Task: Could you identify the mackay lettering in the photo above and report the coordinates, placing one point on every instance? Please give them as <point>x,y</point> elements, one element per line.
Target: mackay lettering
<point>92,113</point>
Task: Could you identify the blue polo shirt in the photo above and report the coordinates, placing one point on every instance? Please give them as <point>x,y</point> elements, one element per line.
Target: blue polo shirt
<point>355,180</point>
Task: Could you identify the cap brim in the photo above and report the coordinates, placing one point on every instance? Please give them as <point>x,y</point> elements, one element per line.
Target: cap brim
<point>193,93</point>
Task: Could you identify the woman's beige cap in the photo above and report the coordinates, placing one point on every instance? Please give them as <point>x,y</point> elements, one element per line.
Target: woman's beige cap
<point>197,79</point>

------------------------

* WHAT YOU HAVE TO DO
Quote all of the records above verbatim, line by line, without changing a single character.

* ANSWER TO THIS EXERCISE
Task: Could you identify the mackay lettering in the photo above and report the coordinates, placing one point on every instance? Please give them as <point>x,y</point> elements, one element per line.
Target: mackay lettering
<point>92,113</point>
Task: Could you identify the blue polo shirt in the photo above and report the coordinates, placing one point on every instance? Please give them as <point>x,y</point> elements, one element per line.
Target: blue polo shirt
<point>355,180</point>
Task: Could you identify the cap brim in the photo above and report the coordinates, placing one point on every instance? Please give them as <point>x,y</point> elements, one element per line.
Target: cap brim
<point>193,93</point>
Task: Could you identify the woman's beige cap in the photo above and report the coordinates, placing one point on every instance? Please give them as <point>x,y</point> elements, one element per line.
Target: woman's beige cap
<point>197,79</point>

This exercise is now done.